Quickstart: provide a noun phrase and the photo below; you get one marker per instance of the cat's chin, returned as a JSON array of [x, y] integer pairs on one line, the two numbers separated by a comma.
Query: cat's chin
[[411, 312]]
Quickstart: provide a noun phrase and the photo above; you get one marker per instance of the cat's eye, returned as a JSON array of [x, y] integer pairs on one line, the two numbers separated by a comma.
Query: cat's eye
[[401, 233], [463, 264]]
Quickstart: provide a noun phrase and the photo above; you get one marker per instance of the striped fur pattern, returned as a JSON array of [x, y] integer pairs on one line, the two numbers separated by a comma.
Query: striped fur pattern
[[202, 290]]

Task goal: Give the records again, unchanged and complete.

Answer box:
Quickstart: provide a noun phrase and the photo below; you get one marker per instance of the cat's chin, returned as a JSON array of [x, y] integer pairs on one line, the two numbers separated by a comma.
Query: cat's chin
[[411, 312]]
Quickstart: provide a noun phrase and the photo above; you get one marker per instance of the cat's eye, returned as a JSON array of [x, y] integer pairs on one line, the two numbers separated by a comma.
Query: cat's eye
[[401, 233], [463, 264]]
Quickstart: provide a noun phrase and the photo above; you get one marker per instance of the striped fur pattern, returned as a JSON array of [x, y] integer pairs on one line, the two numbers separated by a comma.
Query: striped fur pattern
[[202, 290]]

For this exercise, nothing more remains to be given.